:: EXERCISE TEXT
Forte? a freshwater paradise to discover
Meet the locals: Francesca Giannelli. «It’s very interesting to see how little the landscape has actually changed after all this time»
Interview by Titti Chiarello - Photography Annalisa Ceccotti
Francesca Giannelli was born in Forte dei Marmi. For many years, she has worked at Forte’s tourist information office, where she welcomes guests and dispenses advice on what to do, where to stay, what’s on where . . . Francesca, where did you grow up? In the Vaiana area, in Ponte di Tavole to be precise – probably the part of Forte least known to vacationers. What is it like? It’s an outlying area and thanks to this fact it has kept its simple look, very different from the glamorous profile of the center of town. Until sixty years ago, Vaiana was all farmland: fields and nothing else. My grandfather kept stables and farm animals and my grandmother ran a good-sized shop, where she sold groceries and a little of everything; it was known as the bottega di Anna di Samù. So it was also a point of reference for the area? Oh, yes, definitely. I remember that tourists came to the shop to ask for information of all kinds, from how to find trustworthy domestic help to where to procure bottled gas for cooking. Everyone knew that she always had an answer, whatever the need. Maybe that’s why I so enjoy working in tourist hospitality! What is there in Forte dei Marmi that tourists don’t see? Without a doubt, the Forte that lies along the Versilia river. Where do we start, to explore this Forte? From Ponte di Tavole, on the Querceta side, it’s an easy walk downstream along the bank as far as the golf course. It’s always very quiet, and perfect for dog walkers. Can you go any farther? A turnoff from the path along the bank takes you to Lago di Porta. This is a beautiful protected wetland area, and while it may seem impossible, it’s an oasis of silence and peace even in high summer. But if I prefer to bike? Take a ride through the Roma Imperiale neighborhood, where Ente Ville Versiliesi has installed reproductions of works by Carlo Carrà at the exact points along the Fiumetto at which the master painted them. It’s very interesting to see how little the landscape has actually changed after all this time. A last tip? Our mountains. Get to know them, enjoy them. They are worth it. But then, without the Apuans, the sea at Forte would simply not be the same, would it?
::::
:: DATA FOR REVIEW
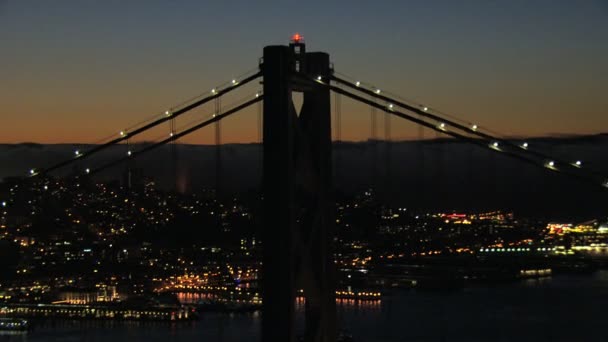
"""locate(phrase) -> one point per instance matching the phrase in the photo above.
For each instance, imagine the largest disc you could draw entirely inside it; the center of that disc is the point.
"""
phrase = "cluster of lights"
(358, 294)
(519, 249)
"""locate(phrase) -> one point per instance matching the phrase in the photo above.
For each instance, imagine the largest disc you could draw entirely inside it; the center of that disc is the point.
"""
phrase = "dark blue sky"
(79, 70)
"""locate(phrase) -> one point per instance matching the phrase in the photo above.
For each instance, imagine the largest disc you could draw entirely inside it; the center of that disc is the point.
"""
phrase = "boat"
(14, 324)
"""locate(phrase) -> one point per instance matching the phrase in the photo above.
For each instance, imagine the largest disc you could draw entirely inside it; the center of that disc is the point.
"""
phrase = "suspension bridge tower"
(298, 203)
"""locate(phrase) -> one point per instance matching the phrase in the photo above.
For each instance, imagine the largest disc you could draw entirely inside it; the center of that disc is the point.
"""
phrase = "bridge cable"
(177, 135)
(216, 93)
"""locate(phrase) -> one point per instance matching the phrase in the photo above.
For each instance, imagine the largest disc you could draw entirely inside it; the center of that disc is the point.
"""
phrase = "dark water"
(562, 308)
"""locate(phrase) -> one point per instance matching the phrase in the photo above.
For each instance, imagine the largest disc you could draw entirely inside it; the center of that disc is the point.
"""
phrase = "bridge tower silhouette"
(298, 205)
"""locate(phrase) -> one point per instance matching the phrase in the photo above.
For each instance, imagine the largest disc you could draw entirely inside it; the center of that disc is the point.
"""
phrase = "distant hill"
(439, 173)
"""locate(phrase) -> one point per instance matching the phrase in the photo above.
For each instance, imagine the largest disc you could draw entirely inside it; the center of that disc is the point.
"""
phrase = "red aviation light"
(296, 38)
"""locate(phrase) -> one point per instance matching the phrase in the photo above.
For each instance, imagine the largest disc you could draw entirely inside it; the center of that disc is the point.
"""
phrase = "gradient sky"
(80, 70)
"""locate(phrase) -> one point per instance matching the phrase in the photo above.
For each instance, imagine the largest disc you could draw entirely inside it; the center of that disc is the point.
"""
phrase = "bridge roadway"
(102, 312)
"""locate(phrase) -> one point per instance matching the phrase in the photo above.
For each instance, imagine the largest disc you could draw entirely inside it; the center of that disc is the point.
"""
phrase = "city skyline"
(528, 67)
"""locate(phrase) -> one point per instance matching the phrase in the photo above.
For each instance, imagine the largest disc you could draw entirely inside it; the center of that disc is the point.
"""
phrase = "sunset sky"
(78, 71)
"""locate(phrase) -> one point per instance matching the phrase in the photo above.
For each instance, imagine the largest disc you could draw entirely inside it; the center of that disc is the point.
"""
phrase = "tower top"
(297, 39)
::::
Decide whether each statement agrees with the interview about Forte dei Marmi, answering yes or no and quoting the deciding words: (a) Francesca Giannelli grew up in the center of Forte dei Marmi. (b) Her grandmother ran a shop that sold groceries. (c) Lago di Porta is crowded and noisy in high summer.

RESULT OF THIS TASK.
(a) No: "In the Vaiana area, in Ponte di Tavole to be precise"
(b) Yes: "my grandmother ran a good-sized shop, where she sold groceries and a little of everything"
(c) No: "it’s an oasis of silence and peace even in high summer"